## TASK TO CARRY OUT
Decide whether each of the statements below agrees with the Castles & Crusades post that follows. Answer yes or no for each and quote the deciding words of the post. (a) The primary, secondary, and tertiary system gives ability score target numbers of 12, 15, and 18. (b) In the cleric build under the tertiary system, INT is set to a target of 15. (c) The writer prefers adding a positive modifier to every roll.

## SOURCE EXCERPT
Tuesday, January 20, 2026

Castles & Crusades: Speed of Play

I could play Old School Essentials, Shadowdark, Swords & Wizardry, OSRIC, Labyrinth Lord, and even Adventures Dark & Deep. I could play other swords & sorcery games such as Rolemaster, Palladium Fantasy, Dungeon Fantasy, Dragonbane, Dungeon Crawl Classics, Pathfinder 2, and many others.  I could play 5E with Level Up A5E or Tales of the Valiant.

None of them "get out of my way" and have the speed of play as Castles & Crusades. No saving throw charts, no tables of thief abilities, no pages-long class descriptions, no spell charts (though those are fun in DCC), and the game plays from a character sheet the size of an index card, and it is a pure "get in and go" game. Where DCC brings a lot of fun to the table, the emergent play and imagination of that game are a close second to C&C's speed and ease-of-play.

If you have an issue with the SIEGE Engine, just use the primary, secondary, and tertiary ability score system in the Castle Keeper's Guide. This way, you get a nice, smoothly stepped feel to your ability score target numbers (12, 15, and 18; instead of 12 and 18) and you have better chances of success in a few more areas, giving you more choice and rounding out your characters better.

For the longest time, I had this feeling my "pulp-adventure cleric" build in C&C, with primaries of WIS, CHR, and CON (target number 12), had to sacrifice DEX, INT, and STR to the terrible target number of 18, and they could not creep along edges or kick down a door. She felt helpless in ways I did not expect, and in a point-buy system like GURPS, these are the areas you would buy 2 or 4-point skills in "just to cover" and not be helpless.

With the tertiary system, I can set STR and DEX to a target of 15 as my secondaries, and leave INT at the worst tertiary target of 18. Now, she feels more capable, and while every target number is not a "best in class" 12, those times she has to jump a pit, balance, or force open a door feel better, and I have a chance of making it happen with those 15's, especially when level and ability score modifiers are factored in.

If you are doing pulp games, think about that three-tier ability score system seriously.

Yes, I could just throw a positive modifier on there, but I hate having to modify every roll. The unmodified rolls should feel achievable at level one, and as she levels up, the challenges can increase. It helps that C&C is such a moddable game, and the CK's Guide has so many excellent suggestions for turning the game into whatever you want.

I still like the build options in 5E, but it is a typical modern design. With today's game designers, they need to specifically lay out every choice clearly, like they were programming a computer game, and the machine expects clear rules on exactly what the option does, when it can be triggered, what happens when you have it activated, and every special effect and game change it produces. This leads to a horrendous overdesign of the entire system, where the game reads like a pen-and-paper computer game.

There are times when I am in the mood for that, and other times when I am not.

## DATA LISTING

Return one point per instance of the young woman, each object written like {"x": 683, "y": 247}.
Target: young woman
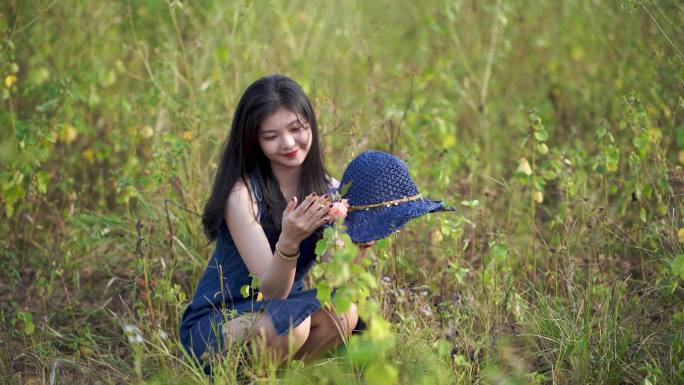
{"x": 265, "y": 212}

...

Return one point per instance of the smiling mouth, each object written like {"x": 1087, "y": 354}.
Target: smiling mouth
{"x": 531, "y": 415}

## OUTPUT FOR THIS EXERCISE
(a) Yes: "(12, 15, and 18; instead of 12 and 18)"
(b) No: "leave INT at the worst tertiary target of 18"
(c) No: "I hate having to modify every roll"